## start
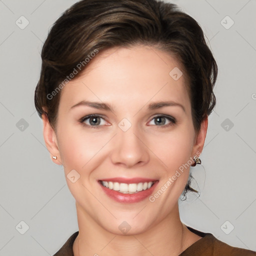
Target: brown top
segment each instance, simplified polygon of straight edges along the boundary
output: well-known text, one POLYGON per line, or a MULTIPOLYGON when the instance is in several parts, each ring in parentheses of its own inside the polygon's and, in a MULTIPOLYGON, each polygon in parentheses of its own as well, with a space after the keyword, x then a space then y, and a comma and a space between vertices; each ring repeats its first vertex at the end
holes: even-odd
MULTIPOLYGON (((252 250, 232 247, 218 240, 210 233, 204 233, 190 226, 192 232, 202 236, 178 256, 256 256, 252 250)), ((79 232, 75 232, 53 256, 74 256, 73 244, 79 232)))

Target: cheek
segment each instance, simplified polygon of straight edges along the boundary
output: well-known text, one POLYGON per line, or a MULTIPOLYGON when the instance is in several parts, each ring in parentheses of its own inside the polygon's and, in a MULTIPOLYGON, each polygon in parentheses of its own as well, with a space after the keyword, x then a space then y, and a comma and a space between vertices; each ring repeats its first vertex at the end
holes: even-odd
MULTIPOLYGON (((84 132, 82 129, 63 126, 64 128, 58 131, 60 138, 59 150, 64 166, 68 172, 72 169, 84 172, 100 154, 108 139, 108 134, 98 134, 96 132, 84 132)), ((109 134, 108 134, 109 136, 109 134)))
POLYGON ((169 134, 162 134, 150 142, 152 151, 170 172, 188 162, 191 156, 193 130, 190 128, 189 124, 186 127, 177 128, 169 134))

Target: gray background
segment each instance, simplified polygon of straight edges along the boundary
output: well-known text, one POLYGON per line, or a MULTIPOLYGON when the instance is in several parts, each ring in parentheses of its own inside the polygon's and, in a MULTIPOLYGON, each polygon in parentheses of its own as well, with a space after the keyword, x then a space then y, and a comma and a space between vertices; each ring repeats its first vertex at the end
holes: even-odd
MULTIPOLYGON (((42 42, 76 2, 0 0, 0 256, 52 255, 78 230, 74 200, 34 104, 42 42)), ((220 70, 203 166, 192 168, 200 196, 180 202, 182 220, 256 250, 256 1, 172 2, 200 24, 220 70)))

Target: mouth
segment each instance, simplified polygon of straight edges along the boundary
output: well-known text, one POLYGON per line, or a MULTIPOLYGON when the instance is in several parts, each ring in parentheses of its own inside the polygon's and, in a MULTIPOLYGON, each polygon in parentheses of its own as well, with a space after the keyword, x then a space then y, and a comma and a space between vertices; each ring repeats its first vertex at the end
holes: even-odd
POLYGON ((123 194, 134 194, 150 189, 156 181, 132 184, 120 183, 106 180, 100 180, 99 182, 102 186, 109 190, 112 190, 123 194))
POLYGON ((158 180, 148 178, 113 178, 98 180, 104 194, 119 203, 138 202, 148 198, 156 187, 158 180))

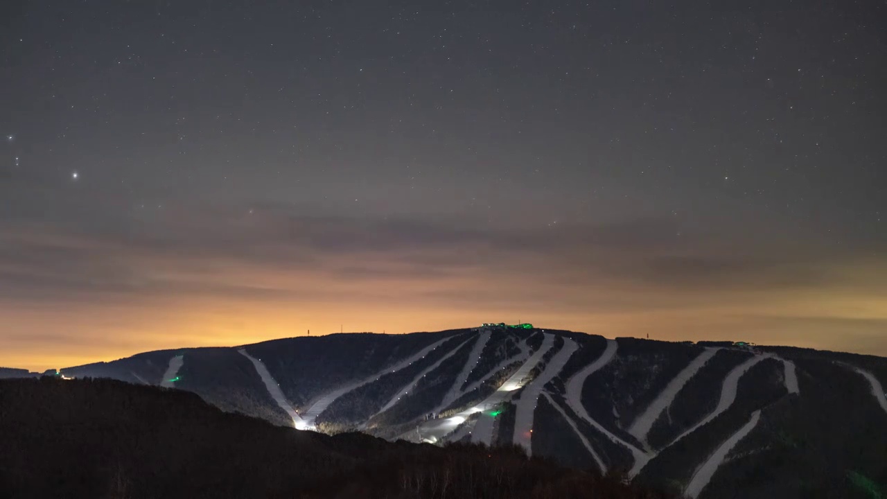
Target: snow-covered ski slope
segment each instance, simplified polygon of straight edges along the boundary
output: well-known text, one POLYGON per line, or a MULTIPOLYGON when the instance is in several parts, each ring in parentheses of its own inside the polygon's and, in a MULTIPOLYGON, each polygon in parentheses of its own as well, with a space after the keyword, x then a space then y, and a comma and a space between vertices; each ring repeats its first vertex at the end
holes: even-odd
POLYGON ((542 394, 545 395, 546 399, 548 399, 548 403, 553 406, 554 408, 557 409, 559 413, 561 413, 561 416, 563 417, 564 421, 566 421, 568 424, 569 424, 569 427, 573 429, 573 432, 576 432, 576 435, 579 437, 579 440, 582 441, 582 445, 585 446, 585 448, 588 450, 589 454, 592 455, 592 458, 594 459, 594 463, 597 463, 598 468, 600 470, 600 474, 606 475, 607 465, 604 464, 603 460, 600 459, 600 455, 598 455, 598 453, 594 450, 594 447, 592 446, 592 443, 589 442, 588 439, 586 439, 585 436, 582 433, 582 432, 579 431, 579 427, 576 425, 576 422, 573 421, 571 417, 567 416, 567 412, 564 411, 563 408, 561 408, 561 406, 557 405, 557 403, 554 402, 553 399, 551 398, 551 395, 546 392, 543 392, 542 394))
POLYGON ((545 337, 542 340, 542 345, 537 350, 527 361, 523 363, 517 371, 511 376, 502 386, 493 392, 492 395, 488 397, 483 402, 475 406, 474 408, 468 409, 467 412, 468 414, 473 414, 479 412, 477 418, 477 423, 475 424, 475 431, 471 433, 471 441, 475 443, 484 443, 490 445, 492 442, 493 437, 493 423, 495 422, 496 416, 488 414, 488 411, 500 402, 511 397, 511 394, 515 390, 522 388, 526 381, 528 376, 530 376, 530 371, 533 370, 539 361, 542 360, 542 357, 548 352, 552 347, 554 346, 554 335, 548 333, 545 334, 545 337))
POLYGON ((477 362, 481 360, 481 353, 483 352, 483 347, 487 345, 491 336, 491 331, 486 331, 478 337, 477 343, 475 344, 474 348, 471 349, 471 352, 468 354, 468 360, 465 363, 459 375, 456 376, 456 379, 453 380, 450 391, 444 395, 444 400, 433 412, 440 412, 441 409, 453 403, 462 394, 462 385, 465 384, 465 381, 471 376, 471 371, 475 370, 477 362))
POLYGON ((400 400, 401 397, 404 397, 404 395, 409 395, 410 392, 412 392, 412 390, 416 387, 416 384, 418 384, 419 382, 421 381, 423 377, 428 376, 428 374, 430 373, 431 371, 436 369, 441 364, 444 363, 444 360, 455 355, 456 352, 459 352, 460 348, 465 346, 465 344, 468 343, 469 341, 471 341, 471 338, 468 338, 463 341, 462 343, 457 345, 456 347, 451 350, 449 352, 447 352, 446 355, 441 357, 440 359, 437 360, 436 362, 431 364, 430 366, 423 369, 421 372, 420 372, 418 375, 416 375, 416 377, 412 378, 412 380, 411 380, 410 383, 407 383, 406 384, 402 386, 400 390, 398 390, 397 392, 391 397, 391 400, 389 400, 384 406, 382 406, 382 408, 379 409, 379 411, 376 412, 376 414, 370 416, 370 419, 373 419, 376 416, 394 407, 394 405, 396 404, 398 400, 400 400))
POLYGON ((726 455, 729 454, 733 448, 736 447, 736 444, 740 440, 745 438, 755 426, 757 425, 757 420, 761 416, 760 409, 756 410, 751 414, 751 418, 746 423, 738 432, 730 435, 726 440, 724 441, 718 448, 708 459, 696 470, 696 472, 693 474, 693 479, 690 479, 690 483, 687 484, 687 488, 684 490, 684 495, 692 499, 696 499, 699 495, 705 488, 705 486, 711 481, 711 477, 714 476, 715 471, 720 467, 721 463, 724 463, 724 459, 726 455))
POLYGON ((868 382, 868 385, 872 390, 872 395, 875 397, 875 400, 877 400, 881 408, 884 409, 884 412, 887 412, 887 397, 884 396, 883 386, 881 385, 881 382, 878 381, 878 378, 875 377, 875 375, 872 373, 860 368, 854 367, 853 370, 860 373, 866 378, 866 381, 868 382))
POLYGON ((795 363, 785 359, 780 359, 780 360, 785 369, 785 389, 789 391, 789 393, 800 393, 801 388, 797 385, 797 369, 795 368, 795 363))
POLYGON ((585 384, 585 380, 588 379, 588 376, 608 364, 609 361, 613 360, 613 357, 616 356, 617 348, 618 344, 616 344, 616 340, 608 339, 607 348, 604 349, 600 357, 598 357, 596 360, 589 364, 585 367, 585 368, 577 372, 569 379, 567 383, 567 405, 569 405, 569 408, 573 409, 573 412, 578 415, 579 417, 585 419, 589 424, 593 426, 595 430, 606 435, 610 441, 627 448, 629 452, 632 453, 632 457, 634 460, 634 467, 640 470, 644 464, 647 463, 648 461, 649 461, 649 455, 631 443, 626 442, 613 434, 613 432, 607 428, 604 428, 588 414, 585 406, 582 405, 582 387, 585 384))
POLYGON ((724 383, 721 384, 720 399, 718 400, 718 406, 715 409, 706 416, 702 421, 694 424, 689 430, 687 430, 679 435, 678 438, 675 439, 670 445, 674 445, 674 443, 678 440, 695 432, 700 427, 708 424, 712 419, 718 417, 724 411, 730 408, 730 406, 732 406, 733 402, 736 400, 736 391, 739 388, 739 379, 742 377, 742 375, 747 373, 749 369, 753 368, 761 360, 765 359, 771 359, 773 357, 773 356, 769 353, 753 355, 748 360, 734 368, 733 370, 726 375, 726 377, 724 378, 724 383))
POLYGON ((436 349, 441 345, 444 345, 444 343, 449 339, 451 338, 445 337, 444 339, 436 341, 426 346, 419 352, 410 357, 407 357, 406 359, 404 359, 403 360, 395 364, 394 366, 385 368, 384 369, 373 375, 371 375, 364 379, 349 383, 344 386, 341 386, 332 392, 329 392, 328 393, 322 395, 317 400, 315 400, 307 409, 305 409, 302 412, 302 420, 304 420, 307 427, 314 428, 314 422, 315 420, 317 420, 318 416, 320 416, 325 410, 326 410, 326 408, 328 408, 330 404, 334 402, 337 399, 339 399, 345 393, 348 393, 352 390, 357 390, 357 388, 360 388, 361 386, 366 384, 367 383, 373 383, 373 381, 376 381, 377 379, 379 379, 381 376, 382 376, 387 373, 389 372, 393 373, 395 371, 399 371, 400 369, 408 367, 410 364, 415 362, 416 360, 419 360, 420 359, 430 353, 431 351, 436 349))
MULTIPOLYGON (((527 359, 530 357, 530 347, 527 345, 526 342, 521 343, 519 346, 521 348, 520 353, 518 353, 514 357, 509 357, 508 359, 506 359, 505 360, 499 362, 498 366, 496 366, 489 373, 484 375, 483 377, 475 381, 475 383, 472 383, 468 386, 466 386, 465 390, 461 390, 459 393, 459 396, 462 396, 465 393, 476 390, 479 386, 489 381, 491 377, 496 376, 497 373, 507 368, 511 364, 514 364, 514 362, 526 362, 527 359)), ((441 408, 444 408, 444 407, 446 406, 443 406, 441 408)))
POLYGON ((176 386, 176 376, 178 376, 178 369, 182 368, 182 364, 184 363, 184 357, 182 355, 176 355, 172 359, 169 359, 169 365, 167 366, 166 372, 163 373, 163 379, 161 380, 161 386, 164 388, 172 388, 176 386))
POLYGON ((650 403, 647 410, 634 420, 634 423, 628 429, 629 434, 640 440, 646 446, 647 434, 650 432, 650 428, 653 427, 653 424, 655 423, 659 415, 671 405, 675 396, 678 395, 678 392, 680 392, 680 389, 687 384, 687 382, 695 376, 699 372, 699 369, 714 357, 715 353, 718 353, 718 348, 706 348, 693 361, 687 364, 683 370, 678 373, 678 376, 669 382, 665 389, 650 403))
POLYGON ((271 399, 274 399, 277 405, 279 406, 280 408, 282 408, 284 412, 289 416, 290 419, 293 420, 293 426, 298 430, 306 429, 305 422, 302 421, 302 417, 295 412, 295 409, 293 408, 292 404, 290 404, 289 400, 287 400, 287 397, 284 396, 283 392, 280 391, 280 385, 278 384, 278 382, 271 376, 271 373, 268 371, 268 368, 265 367, 264 363, 263 363, 261 360, 247 353, 247 351, 242 348, 238 350, 238 352, 247 359, 249 359, 249 361, 253 363, 253 366, 255 368, 255 372, 259 374, 259 377, 262 378, 262 383, 265 384, 265 389, 268 390, 268 394, 271 396, 271 399))
POLYGON ((545 370, 527 384, 523 392, 521 392, 521 398, 517 400, 517 412, 514 416, 514 436, 512 438, 512 443, 525 448, 528 455, 533 455, 531 445, 533 415, 536 412, 539 394, 545 385, 548 384, 548 382, 561 374, 564 364, 579 348, 575 341, 568 337, 563 338, 563 347, 552 357, 545 370))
## end
_Work to be completed_. Update the lines from the first one through the line with "MULTIPOLYGON (((252 250, 232", replacing "even-odd" with "nonzero" and changing nothing else. Leave the pictures out of your answer.

_Reply_.
Target: brown top
segment each instance, simplified polygon of straight edges along the boundary
output: well-known text, one POLYGON per line, or a MULTIPOLYGON when the instance is in several parts, each ring in parentheses of its own inside the polygon's and, in a MULTIPOLYGON, each polygon in parentheses of its own as well, with a space after the keyword, x then a space then y, and a comma and a space between vertices; each ring repeats its first vertex at the end
holes: nonzero
MULTIPOLYGON (((252 250, 232 247, 218 240, 210 233, 204 233, 190 226, 192 232, 202 236, 178 256, 256 256, 252 250)), ((79 232, 75 232, 53 256, 74 256, 73 244, 79 232)))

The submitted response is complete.